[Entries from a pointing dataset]
<<<<
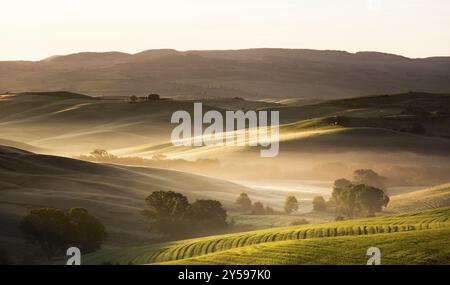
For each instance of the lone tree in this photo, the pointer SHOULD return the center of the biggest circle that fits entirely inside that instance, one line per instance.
(319, 204)
(269, 210)
(54, 230)
(291, 204)
(258, 209)
(208, 214)
(168, 212)
(153, 97)
(89, 232)
(370, 178)
(370, 199)
(243, 202)
(340, 183)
>>>>
__Task instructions__. Rewrite every line of the material above except the picture, keeping the wording as it is, but multiply each number in the coordinate points by 0.5 and round to whole numbers, with halves rounded up.

__Answer below__.
For each instance of the lone tree in this photo, the pointer SHOULD return the center of the biggest circle that fits entirely inside that instance, one line per instance.
(160, 102)
(135, 105)
(27, 115)
(146, 102)
(129, 105)
(104, 107)
(84, 106)
(77, 49)
(45, 116)
(185, 89)
(185, 100)
(122, 101)
(170, 92)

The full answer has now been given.